EXERCISE
Print every item below verbatim, reproducing each line without any change.

INPUT
####################

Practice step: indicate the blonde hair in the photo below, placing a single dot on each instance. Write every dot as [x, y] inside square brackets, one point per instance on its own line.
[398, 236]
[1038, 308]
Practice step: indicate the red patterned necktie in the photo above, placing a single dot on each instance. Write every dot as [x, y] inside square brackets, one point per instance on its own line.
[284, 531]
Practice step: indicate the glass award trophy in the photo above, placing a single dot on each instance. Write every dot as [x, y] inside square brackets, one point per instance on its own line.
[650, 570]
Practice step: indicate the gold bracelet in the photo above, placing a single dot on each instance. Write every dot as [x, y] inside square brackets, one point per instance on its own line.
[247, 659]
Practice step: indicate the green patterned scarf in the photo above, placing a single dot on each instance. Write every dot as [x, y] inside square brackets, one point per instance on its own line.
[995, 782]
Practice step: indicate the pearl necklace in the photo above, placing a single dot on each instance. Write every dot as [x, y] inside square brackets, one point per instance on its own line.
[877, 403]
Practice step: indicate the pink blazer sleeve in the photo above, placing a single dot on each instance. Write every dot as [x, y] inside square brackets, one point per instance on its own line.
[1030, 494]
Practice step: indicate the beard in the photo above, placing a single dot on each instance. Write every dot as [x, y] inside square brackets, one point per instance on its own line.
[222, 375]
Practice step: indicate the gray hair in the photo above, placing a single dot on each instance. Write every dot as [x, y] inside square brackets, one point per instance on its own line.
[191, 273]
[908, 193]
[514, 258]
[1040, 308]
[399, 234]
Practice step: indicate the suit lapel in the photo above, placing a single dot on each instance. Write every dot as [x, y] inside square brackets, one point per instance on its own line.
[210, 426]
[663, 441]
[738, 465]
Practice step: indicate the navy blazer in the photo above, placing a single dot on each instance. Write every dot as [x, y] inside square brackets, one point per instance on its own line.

####################

IN RESPONSE
Practice step: indicate the blonde hair in the photo below, placing a single dot on each instance. Write every dot as [x, y] inside square brackets, one point per instance on its own line.
[398, 236]
[1038, 308]
Practice step: indicate the red patterned necktie in the photo above, placing a single dot on each instance. Write every dot as [x, y] inside square brackets, one point per instance on its own line.
[284, 531]
Practice step: indicate the glass award trophy in the photo above, placing a single dot on each instance. Write every dot as [x, y] inside square brackets, one point per instance on its own line.
[650, 570]
Practice step: indicate the gold bracelet in the photo above, placing a single dot on each instance. Write every dot as [x, y] inside square brackets, one point per instance on its own line.
[247, 659]
Practice step: indicate the green patterned scarf in the photo above, placing a single dot on each instance. Write every dot as [x, y] inside square brackets, one point per instance on its own line.
[995, 782]
Practice step: indicate the pearl necklace in the photo above, placing a single dot on each instance. Write every dot as [x, y] inside square brackets, one point per instance on its own line.
[877, 403]
Practice step: indicate the pink blazer sleeve in the photo above, placing a single dot on each instance. Write every dot as [x, y] inside square brackets, one point per instance on its own line.
[1030, 494]
Practice step: indicate the beard in the photo above, placing a single dot on each instance. Write every dot as [x, y] inside square brackets, one point per instance on its own line.
[222, 375]
Practice step: indicate the gray hair in the photo above, placing a single dot on each instance. Write every dot as [x, y] inside square brackets, one point per instance on its own line.
[191, 273]
[908, 193]
[514, 258]
[1040, 308]
[399, 234]
Practice step: indicate the suit lapel in the photo above, placing a single dot on each instance. Write every dot as [x, y] inside square brackets, one point per instance on its own line.
[210, 426]
[663, 441]
[738, 465]
Practice step: indicate the navy blazer in the photo above, placing a single dot on each instance. Write every dot as [x, y] inside square brackets, one point per instance on its own line.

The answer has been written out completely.